Kutipan Teks
--------------------------------------------------

Selasa 16 Jun 2020 18:03 WIB

Soal RUU HIP, Pemerintah Belum Sampaikan Sikap ke DPR 

Pemerintah akan menyampaikannya secara resmi paling lama 30 hari ke depan.

Rep: Ronggo Astungkoro/ Red: Agus Yulianto
Menteri Koordinator Bidang Politik, Hukum, dan Keamanan, Mahfud MD, dan Menteri Hukum dan Hak Asasi Manusia, Yasonna Laoly, saat konferensi pers di Kemenko Polhukam, Jakarta Pusat, Selasa (16/6).
Foto: Dok. Humas Kemenko Polhukam
Menteri Koordinator Bidang Politik, Hukum, dan Keamanan, Mahfud MD, dan Menteri Hukum dan Hak Asasi Manusia, Yasonna Laoly, saat konferensi pers di Kemenko Polhukam, Jakarta Pusat, Selasa (16/6).

REPUBLIKA.CO.ID,  JAKARTA -- Pemerintah belum menyampaikan secara resmi keputusan terkait pembahasan Rancangan Undang-Undang Haluan Ideologi Pancasila (RUU HIP). Pemerintah akan menyampaikannya secara resmi paling lama 30 hari ke depan.

"Pemerintah kan punya waktu 30 hari. Nanti, saya tidak tahu tanggal pastinya, tapi bulan ini. Nanti akan disampaikan secara resmi," ungkap Menteri Hukum dan Hak Asasi Manusia, Yasonna Laoly, pada konferensi pers di Kemenko Polhukam, Gambir, Jakarta Pusat, Selasa (16/6).

--------------------------------------------------

Tugas yang Dikerjakan
1. Tentukan apakah setiap pernyataan berikut sesuai dengan berita tentang RUU HIP. Jawab ya atau tidak, lalu kutip kata-kata dari berita yang menjadi dasar jawaban: (a) Pemerintah sudah menyampaikan keputusannya secara resmi terkait pembahasan RUU HIP. (b) Pemerintah memiliki waktu 30 hari. (c) Yasonna Laoly menyebutkan tanggal pasti penyampaian keputusan itu.
2. Lanjutkan berita tentang RUU HIP dengan menulis bagian berikutnya, dimulai setelah kalimat terakhir yang tercantum.
Data di bawah ini merupakan bahan tersendiri yang terpisah dari berita tentang RUU HIP.

Data Mentah
--------------------------------------------------

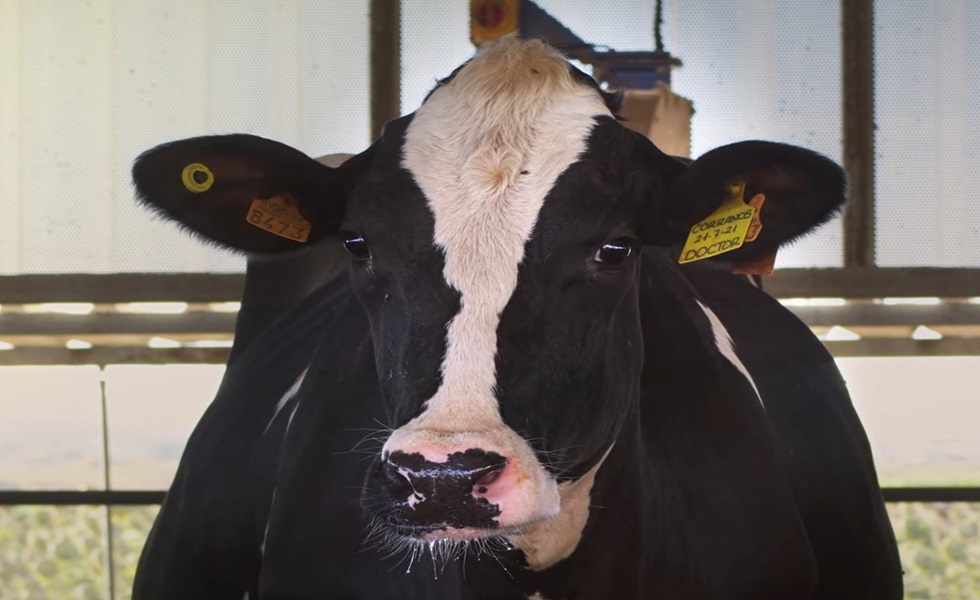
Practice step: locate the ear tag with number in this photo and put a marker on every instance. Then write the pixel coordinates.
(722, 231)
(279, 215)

--------------------------------------------------

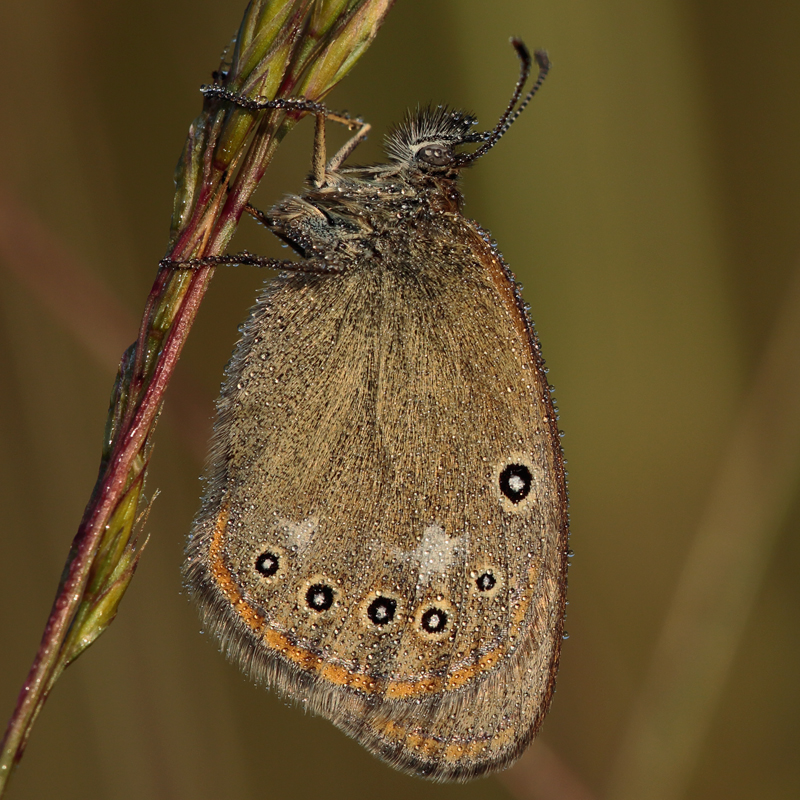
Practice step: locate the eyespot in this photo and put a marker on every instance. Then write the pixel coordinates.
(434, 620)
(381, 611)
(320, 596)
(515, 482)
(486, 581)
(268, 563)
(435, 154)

--------------------------------------------------

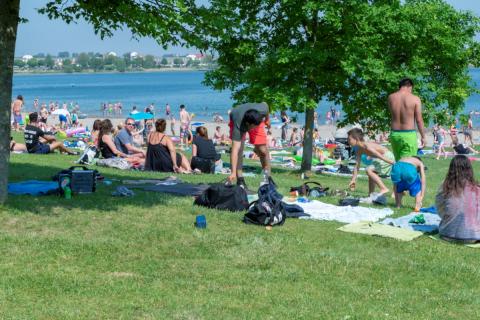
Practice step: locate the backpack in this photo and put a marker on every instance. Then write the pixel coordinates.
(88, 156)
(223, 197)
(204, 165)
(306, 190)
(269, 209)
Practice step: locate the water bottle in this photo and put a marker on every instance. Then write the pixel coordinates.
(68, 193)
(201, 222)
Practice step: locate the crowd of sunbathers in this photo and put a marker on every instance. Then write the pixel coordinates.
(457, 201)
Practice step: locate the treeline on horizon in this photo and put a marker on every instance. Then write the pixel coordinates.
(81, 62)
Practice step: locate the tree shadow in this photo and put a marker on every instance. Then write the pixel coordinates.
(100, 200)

--------------------------------------------------

Jawaban Latihan
1.
(a) Tidak: "Pemerintah belum menyampaikan secara resmi keputusan terkait pembahasan Rancangan Undang-Undang Haluan Ideologi Pancasila (RUU HIP)."
(b) Ya: "Pemerintah kan punya waktu 30 hari."
(c) Tidak: "saya tidak tahu tanggal pastinya, tapi bulan ini."

2.
Di sisi lain, Menteri Koordinator Bidang Politik, Hukum, dan Keamanan, Mahfud MD, menjelaskan, konferensi pers tentang sikap pemerintah yang ia lakukan itu sebagai bentuk pemberitahuan kepada masyarakat sekaligus juga DPR RI. Untuk pemberitahuan secara resmi kepada DPR akan dilakukan setelahnya.

"Nanti yang akan beri tahu secara resmi sesuai dengan prosedur yang diatur oleh peraturan perundang-undangan bahwa kita meminta DPR menunda untuk membahas itu, itu nanti Menkumham yang akan memberi tahu secara resmi," kata dia.

Mahfud pada kesempatan itu menyatakan, pemerintah akan meminta penundaan ke DPR atas pembahasan RUU HIP. Untuk itu, penerintah tidak mengirimkan Surat Presiden (Surpres) untuk pembahasan RUU itu di DPR.

"Sesudah Presiden berbicara dengan banyak kalangan dan mempelajari isinya, maka pemerintah memutuskan untuk menunda atau meminta penundaan kepada DPR atas pembahasan RUU tersebut," ujar Mahfud.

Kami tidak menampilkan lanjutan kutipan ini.